Count the lines in the material below that contain the string "texture". Reply with the number alone.

== DATASET ENTRIES

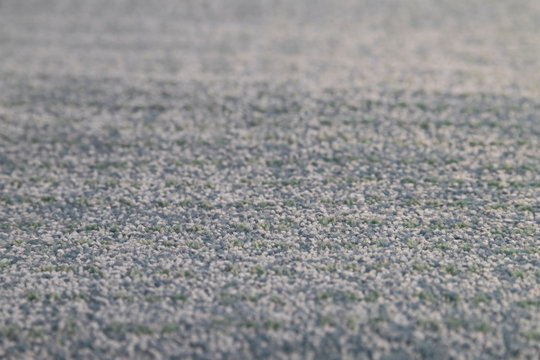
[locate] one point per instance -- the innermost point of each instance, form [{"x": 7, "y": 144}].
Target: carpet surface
[{"x": 272, "y": 179}]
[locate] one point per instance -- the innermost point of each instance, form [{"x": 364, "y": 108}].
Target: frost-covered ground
[{"x": 271, "y": 179}]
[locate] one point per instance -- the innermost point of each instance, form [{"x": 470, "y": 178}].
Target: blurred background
[{"x": 447, "y": 45}]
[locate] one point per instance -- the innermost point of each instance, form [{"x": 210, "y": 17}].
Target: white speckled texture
[{"x": 269, "y": 179}]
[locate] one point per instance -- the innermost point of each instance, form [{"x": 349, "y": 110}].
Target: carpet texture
[{"x": 271, "y": 179}]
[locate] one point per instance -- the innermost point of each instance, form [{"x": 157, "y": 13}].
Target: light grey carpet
[{"x": 269, "y": 179}]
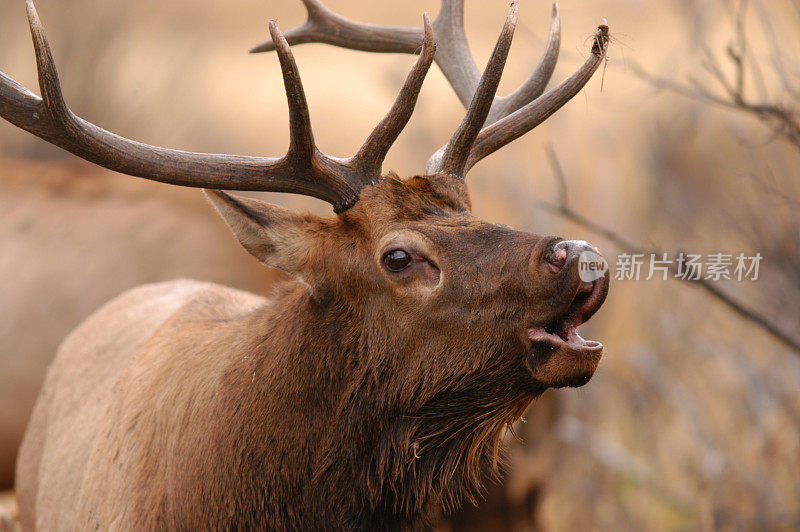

====

RESPONSE BELOW
2